▸ Data supplied:
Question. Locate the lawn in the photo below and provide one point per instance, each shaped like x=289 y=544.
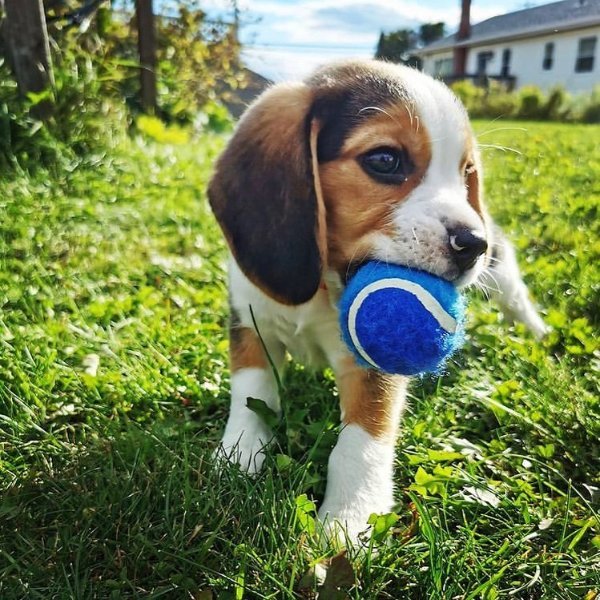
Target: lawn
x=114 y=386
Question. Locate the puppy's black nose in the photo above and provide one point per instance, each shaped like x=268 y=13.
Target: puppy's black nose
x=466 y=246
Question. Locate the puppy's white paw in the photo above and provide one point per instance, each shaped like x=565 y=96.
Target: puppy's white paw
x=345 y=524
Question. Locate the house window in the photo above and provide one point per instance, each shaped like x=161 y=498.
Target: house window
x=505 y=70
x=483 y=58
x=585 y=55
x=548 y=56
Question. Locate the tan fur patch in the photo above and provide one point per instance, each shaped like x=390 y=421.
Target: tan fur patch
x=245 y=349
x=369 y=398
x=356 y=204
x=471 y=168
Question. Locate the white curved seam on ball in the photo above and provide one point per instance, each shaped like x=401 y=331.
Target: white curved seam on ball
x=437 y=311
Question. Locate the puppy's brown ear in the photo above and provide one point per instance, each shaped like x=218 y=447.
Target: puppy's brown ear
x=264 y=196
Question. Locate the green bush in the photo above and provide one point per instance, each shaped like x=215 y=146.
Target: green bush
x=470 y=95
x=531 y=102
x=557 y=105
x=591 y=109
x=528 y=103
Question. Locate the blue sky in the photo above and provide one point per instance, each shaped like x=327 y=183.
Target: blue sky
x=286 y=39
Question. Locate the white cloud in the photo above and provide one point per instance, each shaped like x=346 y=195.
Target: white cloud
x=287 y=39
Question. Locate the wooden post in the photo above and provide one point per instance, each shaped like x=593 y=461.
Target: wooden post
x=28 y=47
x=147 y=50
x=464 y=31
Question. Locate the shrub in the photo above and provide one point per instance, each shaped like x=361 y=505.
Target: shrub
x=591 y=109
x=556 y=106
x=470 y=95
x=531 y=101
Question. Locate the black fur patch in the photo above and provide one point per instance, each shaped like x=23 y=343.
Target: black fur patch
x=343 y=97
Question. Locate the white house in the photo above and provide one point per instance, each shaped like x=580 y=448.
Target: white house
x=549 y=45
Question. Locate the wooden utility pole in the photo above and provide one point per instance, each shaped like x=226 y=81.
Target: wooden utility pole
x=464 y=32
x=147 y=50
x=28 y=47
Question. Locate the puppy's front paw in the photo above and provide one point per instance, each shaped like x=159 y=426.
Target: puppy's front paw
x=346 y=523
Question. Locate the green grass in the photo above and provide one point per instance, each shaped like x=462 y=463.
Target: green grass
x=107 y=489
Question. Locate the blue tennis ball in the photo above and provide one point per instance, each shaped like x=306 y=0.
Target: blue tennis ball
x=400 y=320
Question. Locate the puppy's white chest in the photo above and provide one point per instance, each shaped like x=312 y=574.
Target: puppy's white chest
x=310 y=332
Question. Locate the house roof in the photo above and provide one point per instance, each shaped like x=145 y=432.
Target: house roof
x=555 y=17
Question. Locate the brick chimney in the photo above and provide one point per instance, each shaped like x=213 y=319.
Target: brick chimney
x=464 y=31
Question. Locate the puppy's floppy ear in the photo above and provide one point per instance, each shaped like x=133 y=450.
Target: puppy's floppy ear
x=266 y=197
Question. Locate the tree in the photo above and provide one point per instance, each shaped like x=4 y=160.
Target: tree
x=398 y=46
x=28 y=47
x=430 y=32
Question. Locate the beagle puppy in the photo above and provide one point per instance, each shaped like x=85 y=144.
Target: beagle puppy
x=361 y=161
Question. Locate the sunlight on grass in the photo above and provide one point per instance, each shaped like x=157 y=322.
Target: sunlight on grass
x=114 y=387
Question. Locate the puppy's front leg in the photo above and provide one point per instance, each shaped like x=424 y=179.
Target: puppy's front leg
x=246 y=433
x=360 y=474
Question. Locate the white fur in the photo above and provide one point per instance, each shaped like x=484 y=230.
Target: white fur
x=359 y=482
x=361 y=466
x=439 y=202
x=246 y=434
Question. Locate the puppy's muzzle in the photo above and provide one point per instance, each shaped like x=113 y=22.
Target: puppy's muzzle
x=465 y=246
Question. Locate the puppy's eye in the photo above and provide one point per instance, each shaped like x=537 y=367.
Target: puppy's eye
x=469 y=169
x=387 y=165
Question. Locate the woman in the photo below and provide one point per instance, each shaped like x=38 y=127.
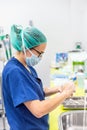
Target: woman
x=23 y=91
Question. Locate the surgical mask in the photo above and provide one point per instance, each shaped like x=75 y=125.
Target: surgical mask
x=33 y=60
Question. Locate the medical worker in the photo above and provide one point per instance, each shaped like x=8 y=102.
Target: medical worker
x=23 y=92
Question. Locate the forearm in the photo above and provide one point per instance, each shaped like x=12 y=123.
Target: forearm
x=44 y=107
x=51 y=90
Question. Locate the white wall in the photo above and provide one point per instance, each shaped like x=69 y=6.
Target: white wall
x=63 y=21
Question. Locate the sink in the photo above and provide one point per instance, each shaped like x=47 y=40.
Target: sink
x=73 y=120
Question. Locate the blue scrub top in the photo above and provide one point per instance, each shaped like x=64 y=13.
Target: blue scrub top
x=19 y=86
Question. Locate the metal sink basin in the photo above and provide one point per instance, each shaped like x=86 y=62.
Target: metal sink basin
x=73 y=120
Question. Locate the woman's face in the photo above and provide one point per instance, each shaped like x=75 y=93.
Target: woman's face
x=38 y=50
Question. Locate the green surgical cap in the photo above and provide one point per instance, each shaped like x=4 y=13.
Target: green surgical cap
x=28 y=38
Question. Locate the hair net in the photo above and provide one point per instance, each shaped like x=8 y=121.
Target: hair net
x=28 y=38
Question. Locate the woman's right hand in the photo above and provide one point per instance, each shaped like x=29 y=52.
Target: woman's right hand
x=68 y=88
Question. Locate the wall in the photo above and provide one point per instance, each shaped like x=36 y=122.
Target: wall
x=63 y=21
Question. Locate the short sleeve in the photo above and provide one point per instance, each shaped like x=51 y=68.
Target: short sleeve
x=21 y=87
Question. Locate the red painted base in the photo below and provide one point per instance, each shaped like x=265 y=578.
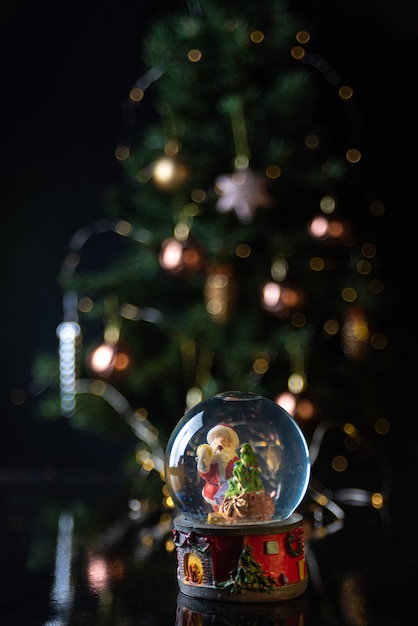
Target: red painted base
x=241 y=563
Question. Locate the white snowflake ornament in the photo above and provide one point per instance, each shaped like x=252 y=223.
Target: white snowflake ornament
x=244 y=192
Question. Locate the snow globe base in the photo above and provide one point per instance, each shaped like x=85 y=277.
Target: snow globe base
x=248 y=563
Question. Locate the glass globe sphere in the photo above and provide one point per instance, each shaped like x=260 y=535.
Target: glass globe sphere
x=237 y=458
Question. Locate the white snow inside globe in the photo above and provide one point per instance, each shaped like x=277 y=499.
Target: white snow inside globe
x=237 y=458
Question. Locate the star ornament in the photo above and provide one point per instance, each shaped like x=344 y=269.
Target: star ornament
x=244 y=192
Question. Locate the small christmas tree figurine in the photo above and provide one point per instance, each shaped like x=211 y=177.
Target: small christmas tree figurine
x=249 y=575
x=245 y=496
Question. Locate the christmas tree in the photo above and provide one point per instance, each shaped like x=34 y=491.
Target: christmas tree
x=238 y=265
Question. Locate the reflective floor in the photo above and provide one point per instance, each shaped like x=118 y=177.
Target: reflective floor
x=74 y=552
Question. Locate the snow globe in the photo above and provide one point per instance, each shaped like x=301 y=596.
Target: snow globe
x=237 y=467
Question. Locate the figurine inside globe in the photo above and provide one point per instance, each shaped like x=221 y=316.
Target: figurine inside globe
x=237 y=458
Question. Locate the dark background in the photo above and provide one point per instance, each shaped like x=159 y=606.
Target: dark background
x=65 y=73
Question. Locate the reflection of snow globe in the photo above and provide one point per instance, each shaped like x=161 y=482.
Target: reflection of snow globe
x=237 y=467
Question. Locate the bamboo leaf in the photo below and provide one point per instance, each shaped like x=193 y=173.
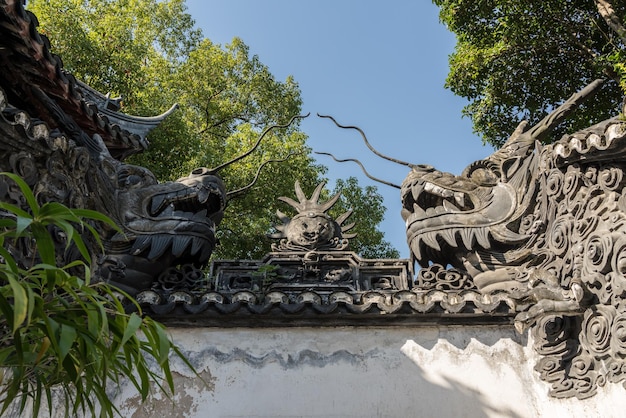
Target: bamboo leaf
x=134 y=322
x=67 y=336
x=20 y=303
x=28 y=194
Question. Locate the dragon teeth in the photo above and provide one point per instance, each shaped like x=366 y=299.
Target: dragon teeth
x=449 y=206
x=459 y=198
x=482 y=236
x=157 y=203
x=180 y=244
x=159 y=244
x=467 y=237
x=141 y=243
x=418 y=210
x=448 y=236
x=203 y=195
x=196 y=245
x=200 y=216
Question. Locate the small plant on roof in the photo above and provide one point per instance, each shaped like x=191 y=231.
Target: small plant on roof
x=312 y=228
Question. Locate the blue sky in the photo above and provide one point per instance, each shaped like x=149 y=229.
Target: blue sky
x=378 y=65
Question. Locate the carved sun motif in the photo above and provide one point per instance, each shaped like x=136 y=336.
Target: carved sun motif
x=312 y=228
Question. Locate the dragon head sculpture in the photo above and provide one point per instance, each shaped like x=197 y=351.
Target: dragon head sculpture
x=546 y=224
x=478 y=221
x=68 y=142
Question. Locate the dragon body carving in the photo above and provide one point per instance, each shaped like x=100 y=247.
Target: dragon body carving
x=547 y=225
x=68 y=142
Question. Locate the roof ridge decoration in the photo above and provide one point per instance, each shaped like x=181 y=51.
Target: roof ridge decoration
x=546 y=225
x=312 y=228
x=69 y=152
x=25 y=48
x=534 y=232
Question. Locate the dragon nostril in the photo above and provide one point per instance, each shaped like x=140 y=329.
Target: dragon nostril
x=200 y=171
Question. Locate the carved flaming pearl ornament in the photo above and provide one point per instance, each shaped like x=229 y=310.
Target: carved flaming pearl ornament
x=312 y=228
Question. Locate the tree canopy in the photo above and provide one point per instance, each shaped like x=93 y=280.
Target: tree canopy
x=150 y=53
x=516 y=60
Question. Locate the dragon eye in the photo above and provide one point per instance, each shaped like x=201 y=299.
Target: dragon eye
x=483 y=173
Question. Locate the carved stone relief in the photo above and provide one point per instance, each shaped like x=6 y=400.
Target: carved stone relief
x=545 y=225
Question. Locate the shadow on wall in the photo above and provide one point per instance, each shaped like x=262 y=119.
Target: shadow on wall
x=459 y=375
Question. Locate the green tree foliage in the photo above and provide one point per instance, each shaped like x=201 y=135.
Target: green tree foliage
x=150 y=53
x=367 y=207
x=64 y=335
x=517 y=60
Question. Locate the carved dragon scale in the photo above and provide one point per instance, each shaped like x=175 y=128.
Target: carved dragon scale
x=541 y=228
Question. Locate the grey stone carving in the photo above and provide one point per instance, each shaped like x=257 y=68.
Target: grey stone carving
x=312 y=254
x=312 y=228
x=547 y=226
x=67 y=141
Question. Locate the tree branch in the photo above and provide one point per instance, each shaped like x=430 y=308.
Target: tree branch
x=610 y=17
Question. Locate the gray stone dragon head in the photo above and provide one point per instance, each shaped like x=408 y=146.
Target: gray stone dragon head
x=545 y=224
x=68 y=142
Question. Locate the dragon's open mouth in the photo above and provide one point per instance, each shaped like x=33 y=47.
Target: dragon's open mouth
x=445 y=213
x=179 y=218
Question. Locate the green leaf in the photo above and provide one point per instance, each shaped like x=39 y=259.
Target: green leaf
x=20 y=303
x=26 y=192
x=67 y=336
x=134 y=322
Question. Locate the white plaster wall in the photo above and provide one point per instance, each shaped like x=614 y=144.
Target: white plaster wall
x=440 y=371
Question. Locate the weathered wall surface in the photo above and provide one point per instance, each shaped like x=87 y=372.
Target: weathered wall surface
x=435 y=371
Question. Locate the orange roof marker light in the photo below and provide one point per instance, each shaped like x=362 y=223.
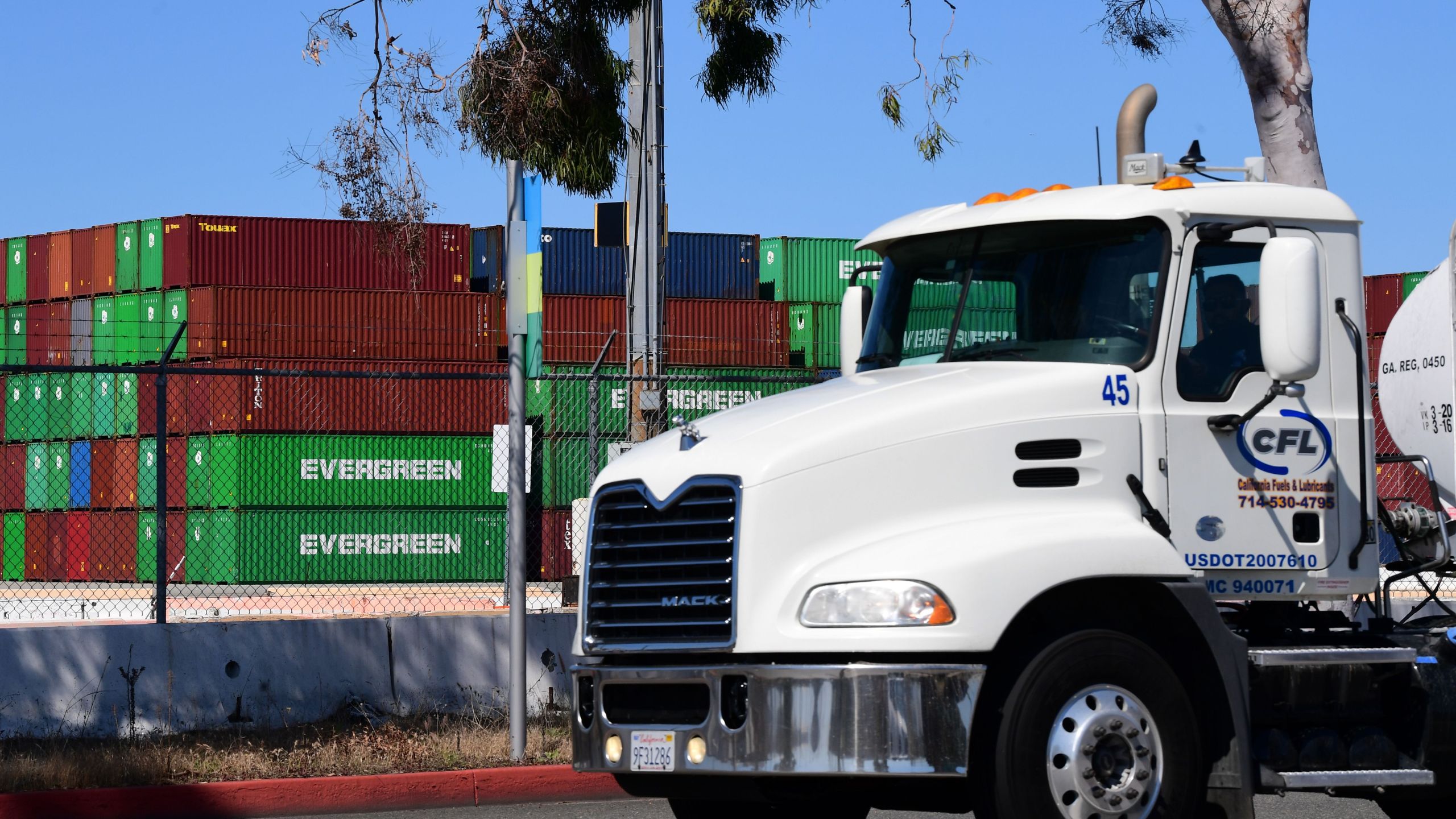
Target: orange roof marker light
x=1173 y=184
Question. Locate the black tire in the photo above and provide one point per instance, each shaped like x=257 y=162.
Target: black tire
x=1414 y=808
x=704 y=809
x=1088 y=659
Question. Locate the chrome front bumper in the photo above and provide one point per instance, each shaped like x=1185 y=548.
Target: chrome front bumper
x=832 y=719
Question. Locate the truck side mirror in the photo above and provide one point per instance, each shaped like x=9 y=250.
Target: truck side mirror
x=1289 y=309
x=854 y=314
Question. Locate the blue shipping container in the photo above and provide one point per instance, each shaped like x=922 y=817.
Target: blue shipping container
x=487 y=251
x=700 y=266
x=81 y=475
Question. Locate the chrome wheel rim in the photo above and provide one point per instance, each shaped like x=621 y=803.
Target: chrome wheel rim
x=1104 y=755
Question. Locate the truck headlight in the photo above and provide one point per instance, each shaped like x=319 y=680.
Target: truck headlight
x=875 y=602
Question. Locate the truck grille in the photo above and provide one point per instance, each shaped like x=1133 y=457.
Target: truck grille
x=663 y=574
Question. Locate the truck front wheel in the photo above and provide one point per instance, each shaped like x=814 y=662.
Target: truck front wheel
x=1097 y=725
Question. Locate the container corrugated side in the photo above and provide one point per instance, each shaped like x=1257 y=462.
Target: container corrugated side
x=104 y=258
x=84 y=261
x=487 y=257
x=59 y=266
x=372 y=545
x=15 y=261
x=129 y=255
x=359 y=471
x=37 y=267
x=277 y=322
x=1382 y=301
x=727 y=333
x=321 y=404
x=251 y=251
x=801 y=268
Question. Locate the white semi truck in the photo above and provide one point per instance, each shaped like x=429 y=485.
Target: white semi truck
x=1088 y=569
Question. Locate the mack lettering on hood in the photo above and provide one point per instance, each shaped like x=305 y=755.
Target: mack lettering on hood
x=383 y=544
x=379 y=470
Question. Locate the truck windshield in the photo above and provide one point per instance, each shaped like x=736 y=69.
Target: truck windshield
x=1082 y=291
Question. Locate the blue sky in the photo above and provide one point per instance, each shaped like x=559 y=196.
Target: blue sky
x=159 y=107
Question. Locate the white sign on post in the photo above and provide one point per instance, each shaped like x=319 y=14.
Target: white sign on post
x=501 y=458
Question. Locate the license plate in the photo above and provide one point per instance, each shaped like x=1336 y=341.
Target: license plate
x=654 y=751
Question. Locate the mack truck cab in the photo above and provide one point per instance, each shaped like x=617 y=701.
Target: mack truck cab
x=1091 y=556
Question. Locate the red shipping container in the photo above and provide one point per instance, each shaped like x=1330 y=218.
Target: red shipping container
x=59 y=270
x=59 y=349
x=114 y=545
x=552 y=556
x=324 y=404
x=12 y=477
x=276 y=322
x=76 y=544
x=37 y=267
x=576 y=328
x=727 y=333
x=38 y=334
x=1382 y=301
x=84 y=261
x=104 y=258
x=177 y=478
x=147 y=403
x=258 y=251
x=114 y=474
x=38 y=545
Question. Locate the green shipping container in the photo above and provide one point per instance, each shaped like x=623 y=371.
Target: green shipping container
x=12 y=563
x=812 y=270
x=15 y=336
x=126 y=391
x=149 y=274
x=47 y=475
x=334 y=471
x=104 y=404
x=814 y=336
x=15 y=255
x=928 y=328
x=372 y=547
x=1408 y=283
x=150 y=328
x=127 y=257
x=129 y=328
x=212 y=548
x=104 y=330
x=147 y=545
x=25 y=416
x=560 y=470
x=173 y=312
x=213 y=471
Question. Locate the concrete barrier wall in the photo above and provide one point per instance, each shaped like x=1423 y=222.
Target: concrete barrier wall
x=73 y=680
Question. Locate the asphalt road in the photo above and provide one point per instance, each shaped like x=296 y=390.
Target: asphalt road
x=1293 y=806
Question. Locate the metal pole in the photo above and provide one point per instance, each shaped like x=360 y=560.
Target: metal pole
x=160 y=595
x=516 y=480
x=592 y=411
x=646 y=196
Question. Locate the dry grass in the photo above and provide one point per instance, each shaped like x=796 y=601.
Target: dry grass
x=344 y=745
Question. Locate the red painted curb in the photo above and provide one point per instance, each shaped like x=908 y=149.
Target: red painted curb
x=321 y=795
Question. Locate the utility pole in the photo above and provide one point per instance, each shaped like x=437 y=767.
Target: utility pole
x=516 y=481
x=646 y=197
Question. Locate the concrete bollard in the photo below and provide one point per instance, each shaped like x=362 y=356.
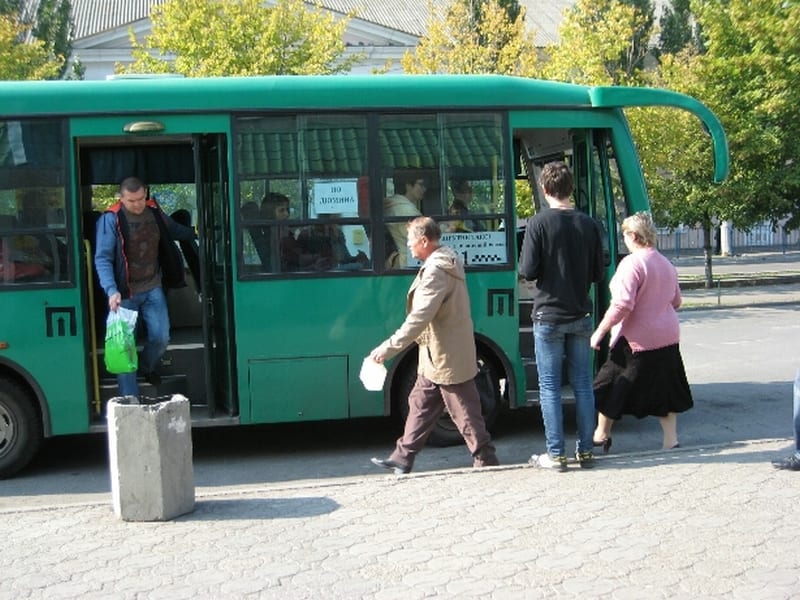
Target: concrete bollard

▸ Aim: Return the lines above exactly as they appear, beginning at the line that contains "Question. Locate the star" and stopping after the line that contains "x=245 y=496".

▸ Written solution:
Question. Locate the star ornament in the photo above and provide one point per instance, each shaped like x=344 y=269.
Target: star ornament
x=244 y=192
Question. Locate the small christmas tree figurine in the photo above and provide one point per instance, each shaped like x=211 y=177.
Target: small christmas tree figurine
x=249 y=575
x=245 y=496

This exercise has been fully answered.